» **Try it**: Everything from the line that contains "# identify a point on every instance of the cloud, one" to the end of the listing below, both ends included, is to be transcribed word for word, and nothing else.

» **Record excerpts**:
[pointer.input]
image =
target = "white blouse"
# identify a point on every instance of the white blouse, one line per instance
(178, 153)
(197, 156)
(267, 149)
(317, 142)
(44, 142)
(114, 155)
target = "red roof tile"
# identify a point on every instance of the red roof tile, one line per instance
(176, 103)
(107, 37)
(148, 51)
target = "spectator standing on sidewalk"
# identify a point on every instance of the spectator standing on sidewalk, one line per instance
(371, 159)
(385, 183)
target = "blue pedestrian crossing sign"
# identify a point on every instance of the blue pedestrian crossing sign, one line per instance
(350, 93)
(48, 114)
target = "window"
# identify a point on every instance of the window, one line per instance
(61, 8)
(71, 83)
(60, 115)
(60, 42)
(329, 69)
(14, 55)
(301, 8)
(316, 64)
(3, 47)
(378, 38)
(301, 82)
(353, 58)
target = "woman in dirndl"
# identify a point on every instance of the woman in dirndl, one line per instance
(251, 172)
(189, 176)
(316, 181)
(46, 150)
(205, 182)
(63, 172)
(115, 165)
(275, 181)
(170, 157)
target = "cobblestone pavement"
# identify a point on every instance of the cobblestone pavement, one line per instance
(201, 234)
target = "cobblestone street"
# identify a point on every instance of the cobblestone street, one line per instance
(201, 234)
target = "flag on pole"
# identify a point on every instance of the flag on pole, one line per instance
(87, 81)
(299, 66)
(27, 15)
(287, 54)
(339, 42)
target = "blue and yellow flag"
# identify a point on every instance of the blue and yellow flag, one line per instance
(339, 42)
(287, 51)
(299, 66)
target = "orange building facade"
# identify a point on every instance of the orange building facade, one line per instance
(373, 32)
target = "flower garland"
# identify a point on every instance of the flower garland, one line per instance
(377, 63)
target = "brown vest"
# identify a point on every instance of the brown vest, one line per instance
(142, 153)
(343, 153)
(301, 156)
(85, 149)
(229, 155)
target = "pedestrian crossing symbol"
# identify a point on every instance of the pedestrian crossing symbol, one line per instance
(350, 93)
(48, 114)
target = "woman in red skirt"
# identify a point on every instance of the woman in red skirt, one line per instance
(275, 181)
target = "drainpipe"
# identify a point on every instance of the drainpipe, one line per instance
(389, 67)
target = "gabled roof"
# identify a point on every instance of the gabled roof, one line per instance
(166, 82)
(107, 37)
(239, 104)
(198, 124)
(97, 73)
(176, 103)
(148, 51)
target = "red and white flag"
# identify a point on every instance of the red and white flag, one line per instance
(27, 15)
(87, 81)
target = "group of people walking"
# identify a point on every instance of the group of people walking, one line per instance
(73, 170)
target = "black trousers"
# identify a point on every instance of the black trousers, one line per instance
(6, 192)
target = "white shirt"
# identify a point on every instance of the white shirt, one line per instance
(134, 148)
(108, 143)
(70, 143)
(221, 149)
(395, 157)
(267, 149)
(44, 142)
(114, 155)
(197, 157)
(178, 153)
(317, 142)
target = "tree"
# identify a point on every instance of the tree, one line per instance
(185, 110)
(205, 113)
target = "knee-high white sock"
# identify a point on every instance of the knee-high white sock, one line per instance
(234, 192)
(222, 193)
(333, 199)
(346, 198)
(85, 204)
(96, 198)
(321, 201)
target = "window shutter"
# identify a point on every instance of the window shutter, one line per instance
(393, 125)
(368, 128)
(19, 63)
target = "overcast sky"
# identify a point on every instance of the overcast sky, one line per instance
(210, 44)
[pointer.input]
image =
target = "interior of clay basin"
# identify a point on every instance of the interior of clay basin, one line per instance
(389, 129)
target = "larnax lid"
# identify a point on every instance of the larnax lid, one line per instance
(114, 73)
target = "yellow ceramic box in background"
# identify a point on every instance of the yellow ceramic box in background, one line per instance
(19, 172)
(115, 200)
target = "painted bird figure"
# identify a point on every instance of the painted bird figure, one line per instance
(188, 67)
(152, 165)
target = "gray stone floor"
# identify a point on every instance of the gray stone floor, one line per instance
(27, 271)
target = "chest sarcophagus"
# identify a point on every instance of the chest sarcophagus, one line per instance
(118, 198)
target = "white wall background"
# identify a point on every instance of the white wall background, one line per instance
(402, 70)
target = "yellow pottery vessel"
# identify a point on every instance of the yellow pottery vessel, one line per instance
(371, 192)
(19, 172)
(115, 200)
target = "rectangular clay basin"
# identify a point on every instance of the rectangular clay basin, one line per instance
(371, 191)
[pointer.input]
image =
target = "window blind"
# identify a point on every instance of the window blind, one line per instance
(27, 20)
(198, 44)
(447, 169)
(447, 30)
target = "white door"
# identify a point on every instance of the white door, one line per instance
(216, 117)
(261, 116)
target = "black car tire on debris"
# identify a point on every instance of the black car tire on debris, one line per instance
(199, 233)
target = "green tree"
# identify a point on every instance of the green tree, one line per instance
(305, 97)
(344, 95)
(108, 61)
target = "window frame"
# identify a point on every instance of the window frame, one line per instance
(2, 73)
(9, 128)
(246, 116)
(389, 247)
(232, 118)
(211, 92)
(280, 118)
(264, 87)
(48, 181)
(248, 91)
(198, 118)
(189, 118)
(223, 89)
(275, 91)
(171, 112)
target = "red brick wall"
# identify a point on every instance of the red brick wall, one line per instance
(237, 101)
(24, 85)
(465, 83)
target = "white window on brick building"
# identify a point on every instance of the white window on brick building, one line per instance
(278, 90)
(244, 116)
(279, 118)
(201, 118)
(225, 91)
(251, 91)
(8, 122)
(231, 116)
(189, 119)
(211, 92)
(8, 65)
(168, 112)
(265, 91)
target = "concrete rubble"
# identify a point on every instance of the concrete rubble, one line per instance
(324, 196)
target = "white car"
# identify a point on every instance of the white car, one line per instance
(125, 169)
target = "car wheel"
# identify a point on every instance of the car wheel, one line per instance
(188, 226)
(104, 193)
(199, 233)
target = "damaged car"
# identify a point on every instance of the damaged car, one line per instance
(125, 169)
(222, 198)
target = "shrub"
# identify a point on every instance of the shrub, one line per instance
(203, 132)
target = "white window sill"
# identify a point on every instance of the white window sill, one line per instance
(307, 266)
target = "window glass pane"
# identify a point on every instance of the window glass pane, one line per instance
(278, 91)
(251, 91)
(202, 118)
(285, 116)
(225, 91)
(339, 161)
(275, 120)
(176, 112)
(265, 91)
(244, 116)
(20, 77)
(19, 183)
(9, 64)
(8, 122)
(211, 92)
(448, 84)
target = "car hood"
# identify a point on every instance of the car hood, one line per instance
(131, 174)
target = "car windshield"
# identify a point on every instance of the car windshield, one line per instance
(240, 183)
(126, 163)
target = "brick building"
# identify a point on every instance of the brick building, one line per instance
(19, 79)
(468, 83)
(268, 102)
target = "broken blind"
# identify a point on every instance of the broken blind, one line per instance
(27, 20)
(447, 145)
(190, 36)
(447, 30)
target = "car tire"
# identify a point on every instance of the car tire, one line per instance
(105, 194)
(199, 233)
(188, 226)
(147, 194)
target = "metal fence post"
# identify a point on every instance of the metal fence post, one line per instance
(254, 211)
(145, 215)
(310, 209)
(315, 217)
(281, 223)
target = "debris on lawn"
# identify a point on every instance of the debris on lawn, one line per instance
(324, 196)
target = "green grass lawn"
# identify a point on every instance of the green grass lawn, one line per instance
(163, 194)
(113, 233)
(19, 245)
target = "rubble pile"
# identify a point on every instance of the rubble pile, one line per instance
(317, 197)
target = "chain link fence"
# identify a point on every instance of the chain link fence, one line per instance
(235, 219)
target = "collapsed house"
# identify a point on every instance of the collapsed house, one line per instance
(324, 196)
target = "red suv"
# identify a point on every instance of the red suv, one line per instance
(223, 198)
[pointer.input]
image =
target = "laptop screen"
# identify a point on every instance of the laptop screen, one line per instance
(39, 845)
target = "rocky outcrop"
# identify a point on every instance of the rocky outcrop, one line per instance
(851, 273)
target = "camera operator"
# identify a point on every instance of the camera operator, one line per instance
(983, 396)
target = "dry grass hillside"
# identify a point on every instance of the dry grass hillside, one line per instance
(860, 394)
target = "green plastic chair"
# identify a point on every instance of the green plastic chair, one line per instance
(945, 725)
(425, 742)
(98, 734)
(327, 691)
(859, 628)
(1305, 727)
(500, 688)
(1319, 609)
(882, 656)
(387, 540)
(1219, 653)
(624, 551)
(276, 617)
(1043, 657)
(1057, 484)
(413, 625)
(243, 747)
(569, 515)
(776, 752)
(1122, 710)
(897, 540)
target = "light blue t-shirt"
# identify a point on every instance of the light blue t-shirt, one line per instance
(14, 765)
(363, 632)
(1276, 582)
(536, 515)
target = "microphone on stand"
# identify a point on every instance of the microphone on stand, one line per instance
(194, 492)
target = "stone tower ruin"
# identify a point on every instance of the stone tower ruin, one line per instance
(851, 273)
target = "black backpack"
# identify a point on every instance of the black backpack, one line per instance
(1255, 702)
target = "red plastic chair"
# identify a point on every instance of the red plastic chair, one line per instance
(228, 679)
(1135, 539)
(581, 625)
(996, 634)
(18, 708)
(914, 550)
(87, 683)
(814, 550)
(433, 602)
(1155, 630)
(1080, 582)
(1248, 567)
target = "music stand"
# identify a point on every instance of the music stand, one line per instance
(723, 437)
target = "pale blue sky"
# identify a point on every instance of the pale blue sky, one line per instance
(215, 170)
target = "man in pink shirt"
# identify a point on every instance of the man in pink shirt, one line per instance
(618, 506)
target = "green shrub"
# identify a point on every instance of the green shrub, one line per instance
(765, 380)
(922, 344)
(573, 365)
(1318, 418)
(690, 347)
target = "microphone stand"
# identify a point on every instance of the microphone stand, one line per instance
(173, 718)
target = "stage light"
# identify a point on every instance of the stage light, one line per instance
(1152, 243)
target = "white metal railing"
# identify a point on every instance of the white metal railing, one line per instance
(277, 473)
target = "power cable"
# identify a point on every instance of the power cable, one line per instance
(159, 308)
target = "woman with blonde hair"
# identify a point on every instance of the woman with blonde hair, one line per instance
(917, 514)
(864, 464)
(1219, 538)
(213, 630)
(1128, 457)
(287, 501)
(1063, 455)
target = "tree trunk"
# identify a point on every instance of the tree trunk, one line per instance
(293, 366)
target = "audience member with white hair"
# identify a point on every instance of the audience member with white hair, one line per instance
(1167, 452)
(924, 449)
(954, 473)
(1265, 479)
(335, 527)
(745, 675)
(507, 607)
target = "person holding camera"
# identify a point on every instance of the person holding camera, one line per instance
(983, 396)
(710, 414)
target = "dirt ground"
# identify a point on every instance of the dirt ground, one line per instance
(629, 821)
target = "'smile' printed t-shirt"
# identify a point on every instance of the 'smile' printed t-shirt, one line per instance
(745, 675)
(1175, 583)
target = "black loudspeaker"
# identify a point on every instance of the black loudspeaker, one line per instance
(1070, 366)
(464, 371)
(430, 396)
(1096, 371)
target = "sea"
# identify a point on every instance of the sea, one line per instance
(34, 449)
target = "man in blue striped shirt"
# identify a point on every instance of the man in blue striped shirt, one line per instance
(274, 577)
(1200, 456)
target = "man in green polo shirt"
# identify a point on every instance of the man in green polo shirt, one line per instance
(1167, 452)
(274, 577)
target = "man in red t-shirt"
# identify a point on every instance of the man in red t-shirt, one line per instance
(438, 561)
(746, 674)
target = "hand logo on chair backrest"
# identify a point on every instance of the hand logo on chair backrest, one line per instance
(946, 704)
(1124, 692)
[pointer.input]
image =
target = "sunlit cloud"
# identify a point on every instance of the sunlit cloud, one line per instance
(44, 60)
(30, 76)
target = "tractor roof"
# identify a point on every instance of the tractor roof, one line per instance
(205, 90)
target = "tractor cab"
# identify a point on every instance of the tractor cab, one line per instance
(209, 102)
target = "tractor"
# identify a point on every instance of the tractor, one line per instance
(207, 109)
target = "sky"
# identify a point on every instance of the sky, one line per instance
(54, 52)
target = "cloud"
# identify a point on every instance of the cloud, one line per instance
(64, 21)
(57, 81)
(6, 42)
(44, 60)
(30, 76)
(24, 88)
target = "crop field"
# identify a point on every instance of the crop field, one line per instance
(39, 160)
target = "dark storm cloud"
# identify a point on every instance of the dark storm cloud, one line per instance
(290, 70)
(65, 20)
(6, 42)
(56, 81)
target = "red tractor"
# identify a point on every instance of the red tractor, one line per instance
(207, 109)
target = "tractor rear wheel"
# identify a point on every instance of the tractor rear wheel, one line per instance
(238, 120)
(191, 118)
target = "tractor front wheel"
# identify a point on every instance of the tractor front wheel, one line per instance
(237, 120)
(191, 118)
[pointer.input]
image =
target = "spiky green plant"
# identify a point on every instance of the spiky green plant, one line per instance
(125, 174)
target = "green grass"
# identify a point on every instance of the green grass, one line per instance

» **Solved problem**:
# identify a point on every instance of the cloud, one line per instance
(64, 21)
(57, 81)
(6, 42)
(44, 60)
(30, 76)
(24, 88)
target = "crop field"
# identify a point on every instance of the crop field, one line per instance
(39, 160)
target = "dark storm cloud"
# identify a point on every instance of the dark storm cloud, one line per instance
(290, 70)
(65, 20)
(6, 42)
(56, 81)
target = "red tractor"
# identify a point on every instance of the red tractor, one line per instance
(207, 109)
target = "tractor rear wheel"
# identify a point on every instance of the tractor rear wheel, one line per instance
(238, 120)
(191, 118)
target = "tractor front wheel"
# identify a point on every instance of the tractor front wheel, one line per instance
(237, 120)
(191, 118)
[pointer.input]
image =
target = "spiky green plant"
# identify a point on every instance of the spiky green plant, one line per instance
(125, 174)
target = "green grass"
# identify a point on every instance of the green grass, one line per instance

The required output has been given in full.